Rows ->
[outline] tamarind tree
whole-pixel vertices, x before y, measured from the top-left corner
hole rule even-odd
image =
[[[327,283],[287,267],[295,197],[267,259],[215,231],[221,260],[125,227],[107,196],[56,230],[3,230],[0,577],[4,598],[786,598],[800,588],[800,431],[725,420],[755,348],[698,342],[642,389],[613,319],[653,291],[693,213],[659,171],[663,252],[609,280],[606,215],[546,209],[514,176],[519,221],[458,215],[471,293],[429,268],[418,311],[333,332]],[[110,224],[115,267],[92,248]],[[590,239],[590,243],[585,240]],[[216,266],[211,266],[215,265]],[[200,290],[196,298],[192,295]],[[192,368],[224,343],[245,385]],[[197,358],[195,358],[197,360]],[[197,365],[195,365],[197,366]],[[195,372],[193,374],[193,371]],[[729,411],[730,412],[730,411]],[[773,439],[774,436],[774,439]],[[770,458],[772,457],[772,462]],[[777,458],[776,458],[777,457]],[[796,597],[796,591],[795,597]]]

Written instruction ->
Write these records out as CSV with two columns, "prompt" and "outline", giving one row per record: the record's text and its answer, each inside one quoted field, with any line breaks changed to spaces.

Solution below ->
prompt,outline
"[outline] tamarind tree whole-pixel vertices, x before y, measured from the top-left corner hole rule even-odd image =","[[[327,283],[287,267],[295,197],[267,259],[215,231],[221,260],[125,227],[107,196],[56,230],[3,230],[0,577],[4,598],[786,598],[800,588],[800,431],[725,420],[755,348],[698,342],[642,389],[613,319],[653,291],[693,213],[659,171],[663,252],[609,280],[606,215],[546,209],[514,176],[519,221],[458,215],[471,293],[429,268],[418,311],[333,332]],[[110,224],[115,267],[92,248]],[[590,239],[590,243],[585,240]],[[216,266],[211,266],[215,265]],[[200,290],[196,298],[192,295]],[[192,368],[224,343],[245,385]],[[197,358],[195,358],[197,360]],[[197,365],[195,365],[197,366]],[[195,372],[193,374],[193,371]],[[729,411],[730,412],[730,411]],[[773,439],[774,436],[774,439]],[[770,458],[772,457],[772,462]],[[777,458],[776,458],[777,457]],[[796,597],[796,591],[795,597]]]"